## Extrait de page:
Licencié pour inaptitude et impossibilité de reclassement le 18 septembre 2017, il saisit la juridiction prud’homale de plusieurs demandes relatives à la rupture de son contrat de travail.

Les dispenses de l’obligation de reclassement sont interprétées strictement

Pour les juges d’appel, le licenciement était sans cause réelle et sérieuse, la rédaction de l’avis d’inaptitude n’impliquait pas un éloignement du salarié de toute situation de travail et ne dispensait par conséquent pas l’employeur de son obligation de rechercher un reclassement et de consulter les représentants du personnel (délégués du personnel dans le contexte).

## Travail demandé:
a. Relevez chaque occurrence du mot « reclassement » dans l'extrait, accompagnée des deux mots qui la précèdent immédiatement.
b. Recopiez fidèlement le passage de l'extrait situé entre « Les dispenses de » et « dans le contexte). », ces deux bornes incluses.

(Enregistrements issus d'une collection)
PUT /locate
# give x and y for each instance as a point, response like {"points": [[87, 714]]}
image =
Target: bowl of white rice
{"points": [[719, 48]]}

## Réponses attendues:
a.
- impossibilité de reclassement
- obligation de reclassement
- rechercher un reclassement

b.
Les dispenses de l’obligation de reclassement sont interprétées strictement

Pour les juges d’appel, le licenciement était sans cause réelle et sérieuse, la rédaction de l’avis d’inaptitude n’impliquait pas un éloignement du salarié de toute situation de travail et ne dispensait par conséquent pas l’employeur de son obligation de rechercher un reclassement et de consulter les représentants du personnel (délégués du personnel dans le contexte).